Start of Text section

I've been reading about flash compensation on this list but it's not clear
to me what it means. I also cannot find anything in the manual of my MZ-5n.
Is it the same as fill-flash with the flash at lower output so it won't completely
fill in the shadows?
IMO, there are three basic reasons for flash compensation.
The first is simple - the flash is calibrated for 18% grey. If you are shooting something lighter than that you need to increase the flash, something darker, and the flash should be decreased. This is basically the concept of exposure compensation applied to flash.
The second is to use the flash for fill. If you manually set the exposure to be correct for the ambient light but want to birghten up the shadows, you need to adjust the flash power downward to avoid over exposing the parts of the image (the non-shadows) that would be correctly exposed without flash. Doing this lightens the shadows without significantly lightening the highlights, and you get the benefits of fill flash without the "flashed" look.
I use TTL flash at -1.3 stops for fill regularly for birds etc. Think of it like this - let's say your film or CCD can record 2 stops over and 3 stops under compensation (I'm used to slide film). That's 5 stops. The scene you are attempting to record has 10 stops of light, from deep shadows to the highlights. The camera meter pegs the exposure 2 stops under the highlights (good meter).
So here's what you got - the lets say that the shadows have 1 unit of light. With a 10 stop range of contrast you have 1, 2, 4, 8, 16, 32, 64, 128, 256, 512 units of light from the shadows to the highlights. Your system is set to expose for 128 (two stops below highlights). To get correct fill flash, you need the flash to kick in something like 12 units. At this power level the flash lightens the shadows enough to fill them (you still loose 2 ev's to blackness but the rest actually appear on the slide) but has an inconsequential effect on the brighter areas of the exposure (e.g. the +1 stop areas go from 256 units to 268 - a barely noticeable increase.)

End of Text section

→ What to do
Reproduce the entire text on flash compensation, word for word.

Start of Data shown

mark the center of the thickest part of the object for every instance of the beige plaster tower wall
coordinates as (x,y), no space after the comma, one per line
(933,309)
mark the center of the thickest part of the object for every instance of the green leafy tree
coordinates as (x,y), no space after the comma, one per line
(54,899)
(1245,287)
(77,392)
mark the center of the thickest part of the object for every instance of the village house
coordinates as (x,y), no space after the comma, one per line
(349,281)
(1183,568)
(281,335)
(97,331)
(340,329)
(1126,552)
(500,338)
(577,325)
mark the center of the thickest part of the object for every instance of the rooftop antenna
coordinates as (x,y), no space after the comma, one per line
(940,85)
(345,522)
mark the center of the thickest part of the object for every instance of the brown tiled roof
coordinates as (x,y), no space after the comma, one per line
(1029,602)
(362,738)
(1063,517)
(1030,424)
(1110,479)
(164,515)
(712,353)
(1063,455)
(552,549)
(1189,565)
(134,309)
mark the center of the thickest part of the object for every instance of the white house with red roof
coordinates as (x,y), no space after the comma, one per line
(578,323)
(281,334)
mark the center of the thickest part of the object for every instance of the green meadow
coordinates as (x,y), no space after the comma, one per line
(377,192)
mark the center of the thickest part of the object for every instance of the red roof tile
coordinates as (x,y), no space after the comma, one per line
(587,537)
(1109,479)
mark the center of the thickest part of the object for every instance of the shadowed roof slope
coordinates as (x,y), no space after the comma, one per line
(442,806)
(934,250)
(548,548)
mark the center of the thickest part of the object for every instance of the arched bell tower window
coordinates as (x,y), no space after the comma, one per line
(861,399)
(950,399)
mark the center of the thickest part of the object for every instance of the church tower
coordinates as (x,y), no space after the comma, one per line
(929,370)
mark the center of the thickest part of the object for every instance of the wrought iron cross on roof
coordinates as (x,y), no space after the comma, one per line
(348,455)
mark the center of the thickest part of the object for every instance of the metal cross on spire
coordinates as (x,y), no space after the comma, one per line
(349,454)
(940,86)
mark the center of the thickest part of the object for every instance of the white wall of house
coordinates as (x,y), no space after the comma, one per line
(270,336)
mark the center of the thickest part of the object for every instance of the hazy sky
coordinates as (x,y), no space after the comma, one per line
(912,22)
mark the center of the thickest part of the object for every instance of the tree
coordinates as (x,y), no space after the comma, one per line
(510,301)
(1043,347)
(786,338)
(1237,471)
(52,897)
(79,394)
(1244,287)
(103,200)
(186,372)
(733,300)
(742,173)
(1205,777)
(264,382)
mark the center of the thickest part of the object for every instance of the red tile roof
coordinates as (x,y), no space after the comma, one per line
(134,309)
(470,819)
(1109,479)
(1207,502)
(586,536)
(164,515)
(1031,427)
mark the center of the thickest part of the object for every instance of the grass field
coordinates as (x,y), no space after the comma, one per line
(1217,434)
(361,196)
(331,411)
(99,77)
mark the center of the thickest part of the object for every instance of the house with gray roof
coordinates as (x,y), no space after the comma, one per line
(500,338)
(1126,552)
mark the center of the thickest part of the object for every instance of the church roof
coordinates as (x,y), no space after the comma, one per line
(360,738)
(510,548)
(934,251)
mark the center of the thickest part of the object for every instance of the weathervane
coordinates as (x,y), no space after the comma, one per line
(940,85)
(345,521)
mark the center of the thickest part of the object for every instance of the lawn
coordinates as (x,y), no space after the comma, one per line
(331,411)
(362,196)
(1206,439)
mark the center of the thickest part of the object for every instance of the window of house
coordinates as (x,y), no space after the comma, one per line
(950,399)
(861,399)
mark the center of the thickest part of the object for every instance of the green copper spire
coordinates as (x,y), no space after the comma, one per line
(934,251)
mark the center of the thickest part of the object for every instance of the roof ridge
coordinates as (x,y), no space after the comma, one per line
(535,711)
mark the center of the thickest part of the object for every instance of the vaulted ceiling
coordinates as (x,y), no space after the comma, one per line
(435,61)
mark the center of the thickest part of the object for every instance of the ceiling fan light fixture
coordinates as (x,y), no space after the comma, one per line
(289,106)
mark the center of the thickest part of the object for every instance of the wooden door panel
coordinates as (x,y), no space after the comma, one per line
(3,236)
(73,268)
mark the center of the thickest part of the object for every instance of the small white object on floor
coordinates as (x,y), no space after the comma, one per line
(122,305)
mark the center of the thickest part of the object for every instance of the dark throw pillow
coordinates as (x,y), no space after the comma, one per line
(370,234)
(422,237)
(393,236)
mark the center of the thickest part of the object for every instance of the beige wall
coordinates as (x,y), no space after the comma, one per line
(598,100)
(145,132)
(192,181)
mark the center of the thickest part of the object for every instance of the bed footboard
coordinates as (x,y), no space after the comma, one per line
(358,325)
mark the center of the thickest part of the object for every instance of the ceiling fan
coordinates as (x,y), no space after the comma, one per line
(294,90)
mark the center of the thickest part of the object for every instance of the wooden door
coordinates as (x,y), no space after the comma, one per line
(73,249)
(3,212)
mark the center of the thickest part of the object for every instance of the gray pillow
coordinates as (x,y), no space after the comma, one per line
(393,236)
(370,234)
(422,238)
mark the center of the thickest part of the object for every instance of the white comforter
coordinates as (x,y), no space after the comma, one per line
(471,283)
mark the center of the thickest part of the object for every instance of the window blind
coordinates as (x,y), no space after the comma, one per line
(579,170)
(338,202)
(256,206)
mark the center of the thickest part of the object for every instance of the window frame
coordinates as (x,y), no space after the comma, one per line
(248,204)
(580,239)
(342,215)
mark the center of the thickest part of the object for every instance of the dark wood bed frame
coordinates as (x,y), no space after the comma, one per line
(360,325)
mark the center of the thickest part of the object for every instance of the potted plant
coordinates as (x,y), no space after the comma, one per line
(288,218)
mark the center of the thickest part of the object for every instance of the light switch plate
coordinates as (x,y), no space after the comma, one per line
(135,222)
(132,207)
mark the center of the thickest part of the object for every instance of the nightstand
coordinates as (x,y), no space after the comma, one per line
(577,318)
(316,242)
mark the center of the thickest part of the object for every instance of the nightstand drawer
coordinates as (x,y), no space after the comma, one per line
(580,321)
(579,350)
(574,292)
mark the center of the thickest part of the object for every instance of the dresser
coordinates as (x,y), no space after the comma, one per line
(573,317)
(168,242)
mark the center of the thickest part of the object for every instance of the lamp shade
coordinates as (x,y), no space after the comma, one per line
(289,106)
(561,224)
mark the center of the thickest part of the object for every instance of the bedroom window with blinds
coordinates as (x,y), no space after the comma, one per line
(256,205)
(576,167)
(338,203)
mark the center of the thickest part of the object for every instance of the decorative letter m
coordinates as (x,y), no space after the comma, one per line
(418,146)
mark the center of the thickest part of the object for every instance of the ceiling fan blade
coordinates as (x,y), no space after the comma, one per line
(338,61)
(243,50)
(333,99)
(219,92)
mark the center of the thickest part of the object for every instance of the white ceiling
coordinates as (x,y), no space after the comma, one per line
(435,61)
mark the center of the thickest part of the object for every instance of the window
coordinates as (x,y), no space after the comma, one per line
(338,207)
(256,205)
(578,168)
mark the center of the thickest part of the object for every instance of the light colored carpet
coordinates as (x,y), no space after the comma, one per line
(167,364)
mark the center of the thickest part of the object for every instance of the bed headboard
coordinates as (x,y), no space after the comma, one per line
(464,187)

End of Data shown

→ Result for this task
I've been reading about flash compensation on this list but it's not clear
to me what it means. I also cannot find anything in the manual of my MZ-5n.
Is it the same as fill-flash with the flash at lower output so it won't completely
fill in the shadows?
IMO, there are three basic reasons for flash compensation.
The first is simple - the flash is calibrated for 18% grey. If you are shooting something lighter than that you need to increase the flash, something darker, and the flash should be decreased. This is basically the concept of exposure compensation applied to flash.
The second is to use the flash for fill. If you manually set the exposure to be correct for the ambient light but want to birghten up the shadows, you need to adjust the flash power downward to avoid over exposing the parts of the image (the non-shadows) that would be correctly exposed without flash. Doing this lightens the shadows without significantly lightening the highlights, and you get the benefits of fill flash without the "flashed" look.
I use TTL flash at -1.3 stops for fill regularly for birds etc. Think of it like this - let's say your film or CCD can record 2 stops over and 3 stops under compensation (I'm used to slide film). That's 5 stops. The scene you are attempting to record has 10 stops of light, from deep shadows to the highlights. The camera meter pegs the exposure 2 stops under the highlights (good meter).
So here's what you got - the lets say that the shadows have 1 unit of light. With a 10 stop range of contrast you have 1, 2, 4, 8, 16, 32, 64, 128, 256, 512 units of light from the shadows to the highlights. Your system is set to expose for 128 (two stops below highlights). To get correct fill flash, you need the flash to kick in something like 12 units. At this power level the flash lightens the shadows enough to fill them (you still loose 2 ev's to blackness but the rest actually appear on the slide) but has an inconsequential effect on the brighter areas of the exposure (e.g. the +1 stop areas go from 256 units to 268 - a barely noticeable increase.)